BEGIN Excerpted data

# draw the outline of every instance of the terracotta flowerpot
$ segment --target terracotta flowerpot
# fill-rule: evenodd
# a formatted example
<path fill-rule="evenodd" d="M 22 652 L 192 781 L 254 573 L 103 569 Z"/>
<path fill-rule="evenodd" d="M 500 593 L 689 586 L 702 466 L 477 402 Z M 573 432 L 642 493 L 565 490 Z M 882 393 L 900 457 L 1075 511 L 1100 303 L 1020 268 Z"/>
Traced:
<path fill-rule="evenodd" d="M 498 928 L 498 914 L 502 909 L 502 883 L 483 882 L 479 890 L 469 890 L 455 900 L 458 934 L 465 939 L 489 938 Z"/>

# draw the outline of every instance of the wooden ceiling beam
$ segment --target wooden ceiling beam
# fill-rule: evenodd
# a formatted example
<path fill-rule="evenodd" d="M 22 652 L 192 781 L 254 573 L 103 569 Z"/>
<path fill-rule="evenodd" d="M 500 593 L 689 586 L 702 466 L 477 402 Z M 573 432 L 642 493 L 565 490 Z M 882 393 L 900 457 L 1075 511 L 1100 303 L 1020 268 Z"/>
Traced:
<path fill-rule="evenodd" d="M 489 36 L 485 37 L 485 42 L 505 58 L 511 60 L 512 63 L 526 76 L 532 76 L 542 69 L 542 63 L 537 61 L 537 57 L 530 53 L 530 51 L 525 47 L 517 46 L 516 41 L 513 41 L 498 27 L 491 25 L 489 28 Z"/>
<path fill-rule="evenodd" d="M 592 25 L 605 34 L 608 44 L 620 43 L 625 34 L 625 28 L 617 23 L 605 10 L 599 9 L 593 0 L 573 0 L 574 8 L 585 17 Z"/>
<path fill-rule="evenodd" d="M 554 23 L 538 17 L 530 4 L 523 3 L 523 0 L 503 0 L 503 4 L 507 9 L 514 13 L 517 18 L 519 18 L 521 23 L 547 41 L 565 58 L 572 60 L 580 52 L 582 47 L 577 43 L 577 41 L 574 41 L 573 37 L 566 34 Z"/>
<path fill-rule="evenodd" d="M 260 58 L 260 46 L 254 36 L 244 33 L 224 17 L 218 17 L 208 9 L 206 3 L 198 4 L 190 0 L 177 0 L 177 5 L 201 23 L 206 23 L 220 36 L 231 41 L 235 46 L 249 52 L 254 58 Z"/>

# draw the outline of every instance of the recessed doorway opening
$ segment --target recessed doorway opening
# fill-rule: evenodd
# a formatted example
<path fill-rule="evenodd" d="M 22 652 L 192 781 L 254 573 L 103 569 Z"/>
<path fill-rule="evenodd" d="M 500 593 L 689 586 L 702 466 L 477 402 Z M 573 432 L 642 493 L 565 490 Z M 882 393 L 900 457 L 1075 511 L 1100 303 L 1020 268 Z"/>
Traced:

END Excerpted data

→ **Work required**
Return the material exactly as it stands.

→ **Correct result**
# draw the outline of every instance of the terracotta flowerpot
$ segment --target terracotta flowerpot
# fill-rule: evenodd
# a formatted example
<path fill-rule="evenodd" d="M 22 652 L 192 781 L 254 573 L 103 569 Z"/>
<path fill-rule="evenodd" d="M 500 593 L 689 586 L 702 466 L 477 402 Z M 573 432 L 642 493 L 565 490 Z M 882 393 L 900 457 L 1075 511 L 1100 303 L 1020 268 Z"/>
Traced:
<path fill-rule="evenodd" d="M 498 928 L 498 914 L 502 909 L 502 883 L 483 882 L 479 890 L 469 890 L 455 900 L 458 934 L 465 939 L 489 938 Z"/>

# draw the outline of every instance of the wooden ceiling beam
$ segment --target wooden ceiling beam
# fill-rule: evenodd
# a formatted example
<path fill-rule="evenodd" d="M 22 652 L 192 781 L 254 573 L 103 569 Z"/>
<path fill-rule="evenodd" d="M 500 593 L 689 586 L 702 466 L 477 402 Z M 573 432 L 642 493 L 565 490 Z M 882 393 L 900 457 L 1075 511 L 1100 303 L 1020 268 Z"/>
Traced:
<path fill-rule="evenodd" d="M 489 36 L 485 37 L 485 42 L 505 58 L 511 60 L 512 63 L 526 76 L 532 76 L 542 69 L 542 63 L 537 61 L 537 57 L 530 53 L 530 51 L 525 47 L 517 46 L 516 41 L 513 41 L 498 27 L 491 25 L 489 28 Z"/>
<path fill-rule="evenodd" d="M 592 25 L 605 34 L 608 44 L 620 43 L 625 34 L 625 28 L 617 23 L 605 10 L 599 9 L 593 0 L 573 0 L 574 8 L 585 17 Z"/>
<path fill-rule="evenodd" d="M 554 23 L 538 17 L 530 4 L 523 3 L 523 0 L 503 0 L 503 4 L 507 9 L 514 13 L 517 18 L 519 18 L 521 23 L 547 41 L 565 58 L 572 60 L 580 52 L 582 47 L 577 43 L 577 41 L 574 41 L 573 37 L 566 34 Z"/>
<path fill-rule="evenodd" d="M 260 58 L 260 46 L 254 36 L 244 33 L 224 17 L 218 17 L 208 9 L 206 3 L 198 4 L 190 0 L 177 0 L 177 5 L 201 23 L 206 23 L 220 36 L 231 41 L 235 46 L 249 52 L 254 58 Z"/>

# draw the outline of every instance of the recessed doorway opening
$ segment --target recessed doorway opening
# fill-rule: evenodd
# a formatted example
<path fill-rule="evenodd" d="M 22 652 L 192 781 L 254 573 L 103 569 Z"/>
<path fill-rule="evenodd" d="M 500 593 L 689 586 L 702 466 L 477 402 Z M 573 432 L 642 493 L 565 490 Z M 882 393 L 900 457 L 1075 511 L 1100 303 L 1020 268 Z"/>
Traced:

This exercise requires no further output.